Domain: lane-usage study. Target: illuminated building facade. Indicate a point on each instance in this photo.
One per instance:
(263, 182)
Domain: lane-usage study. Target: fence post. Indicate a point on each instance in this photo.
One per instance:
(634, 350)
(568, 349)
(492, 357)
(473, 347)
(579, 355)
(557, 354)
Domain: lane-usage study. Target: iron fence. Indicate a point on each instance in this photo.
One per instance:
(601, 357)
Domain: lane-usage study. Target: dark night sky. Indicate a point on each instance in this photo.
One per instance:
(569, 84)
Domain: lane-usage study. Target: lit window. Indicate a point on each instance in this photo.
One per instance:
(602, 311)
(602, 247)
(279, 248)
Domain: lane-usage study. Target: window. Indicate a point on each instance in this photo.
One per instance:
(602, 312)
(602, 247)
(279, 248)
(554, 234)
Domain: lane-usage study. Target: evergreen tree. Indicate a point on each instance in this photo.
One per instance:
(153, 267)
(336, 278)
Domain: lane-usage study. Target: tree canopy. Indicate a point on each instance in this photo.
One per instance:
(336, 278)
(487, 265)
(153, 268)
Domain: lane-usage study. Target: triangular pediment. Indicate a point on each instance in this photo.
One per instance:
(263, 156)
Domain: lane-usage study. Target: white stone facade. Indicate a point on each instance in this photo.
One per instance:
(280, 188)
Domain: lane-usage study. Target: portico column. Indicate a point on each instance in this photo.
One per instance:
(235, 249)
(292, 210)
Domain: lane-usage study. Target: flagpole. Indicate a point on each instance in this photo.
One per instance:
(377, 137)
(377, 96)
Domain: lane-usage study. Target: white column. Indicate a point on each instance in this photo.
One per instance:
......
### Instructions for the task
Each line from the one containing "Domain: lane-usage study. Target: flagpole." to the last line of the material above should be reproduced word for word, with nothing added.

### Written response
Domain: lane-usage study. Target: flagpole. Indicate a point on each instance in this photo.
One per instance:
(377, 137)
(377, 96)
Domain: lane-usage study. Target: white column. Indicate a point on each instance in this photo.
One per instance:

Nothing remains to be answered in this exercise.